BEGIN
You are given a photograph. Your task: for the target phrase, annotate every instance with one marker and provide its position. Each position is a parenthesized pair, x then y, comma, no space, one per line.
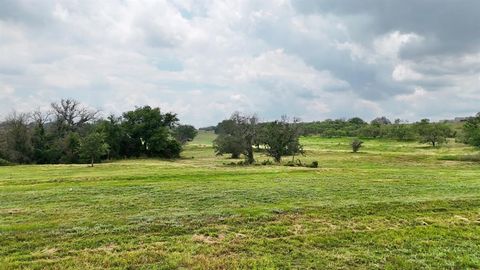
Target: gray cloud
(205,59)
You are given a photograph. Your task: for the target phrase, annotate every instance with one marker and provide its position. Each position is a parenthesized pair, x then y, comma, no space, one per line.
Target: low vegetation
(396,206)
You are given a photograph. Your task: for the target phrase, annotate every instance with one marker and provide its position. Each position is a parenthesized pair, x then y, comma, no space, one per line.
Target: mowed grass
(394,205)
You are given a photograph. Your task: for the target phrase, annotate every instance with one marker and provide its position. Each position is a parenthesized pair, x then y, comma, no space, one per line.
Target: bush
(314,164)
(267,162)
(4,162)
(356,145)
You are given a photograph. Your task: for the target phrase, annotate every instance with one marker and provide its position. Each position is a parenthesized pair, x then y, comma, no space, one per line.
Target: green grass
(391,206)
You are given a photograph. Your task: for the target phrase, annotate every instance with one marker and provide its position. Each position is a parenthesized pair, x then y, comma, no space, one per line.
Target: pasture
(393,205)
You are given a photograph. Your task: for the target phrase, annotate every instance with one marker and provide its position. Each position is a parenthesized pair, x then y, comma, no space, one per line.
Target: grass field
(392,206)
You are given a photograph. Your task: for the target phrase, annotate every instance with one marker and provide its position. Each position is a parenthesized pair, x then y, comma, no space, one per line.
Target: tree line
(72,133)
(423,131)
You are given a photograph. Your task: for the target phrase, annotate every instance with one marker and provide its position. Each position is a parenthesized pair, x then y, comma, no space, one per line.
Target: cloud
(205,59)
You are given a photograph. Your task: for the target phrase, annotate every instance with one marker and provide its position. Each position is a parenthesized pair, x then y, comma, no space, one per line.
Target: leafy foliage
(93,146)
(433,133)
(356,145)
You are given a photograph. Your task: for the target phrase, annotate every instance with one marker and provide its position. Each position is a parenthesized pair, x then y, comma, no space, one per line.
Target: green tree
(237,134)
(185,133)
(433,133)
(227,143)
(471,131)
(356,145)
(93,146)
(149,132)
(18,144)
(282,138)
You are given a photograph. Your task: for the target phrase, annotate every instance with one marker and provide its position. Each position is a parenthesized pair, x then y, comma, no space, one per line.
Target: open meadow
(393,205)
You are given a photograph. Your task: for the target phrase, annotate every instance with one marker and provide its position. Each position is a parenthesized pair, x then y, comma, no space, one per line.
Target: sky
(204,59)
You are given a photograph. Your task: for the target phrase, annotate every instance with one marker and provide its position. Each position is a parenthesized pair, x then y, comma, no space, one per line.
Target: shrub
(314,164)
(267,162)
(4,162)
(356,145)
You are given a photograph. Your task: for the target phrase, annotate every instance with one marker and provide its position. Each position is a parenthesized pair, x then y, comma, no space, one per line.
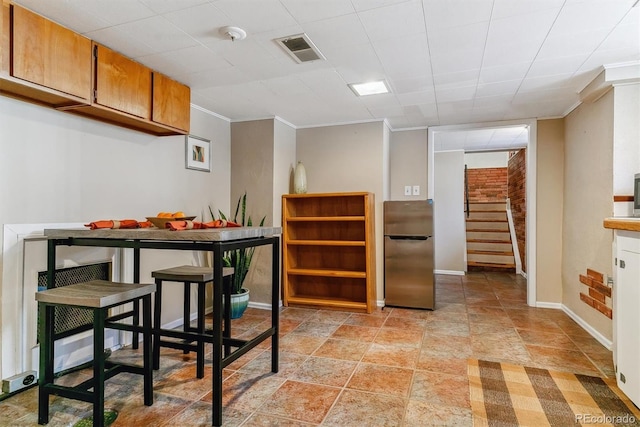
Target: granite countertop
(627,223)
(205,235)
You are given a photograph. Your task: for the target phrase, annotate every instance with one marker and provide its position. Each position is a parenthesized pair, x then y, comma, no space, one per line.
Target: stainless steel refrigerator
(408,254)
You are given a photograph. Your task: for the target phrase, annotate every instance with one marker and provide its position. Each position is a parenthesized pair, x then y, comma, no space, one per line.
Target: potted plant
(239,259)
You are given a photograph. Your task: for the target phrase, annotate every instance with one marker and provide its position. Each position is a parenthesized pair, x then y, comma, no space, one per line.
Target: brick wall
(517,185)
(487,184)
(599,295)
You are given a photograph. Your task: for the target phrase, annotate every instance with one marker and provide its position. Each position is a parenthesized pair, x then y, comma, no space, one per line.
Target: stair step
(489,252)
(492,259)
(487,226)
(489,246)
(487,215)
(488,206)
(496,236)
(488,264)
END
• _TASK PROMPT_
Show every line of the items above that contains the word "green".

• _FINISHED TASK_
Target: green grass
Target: green tree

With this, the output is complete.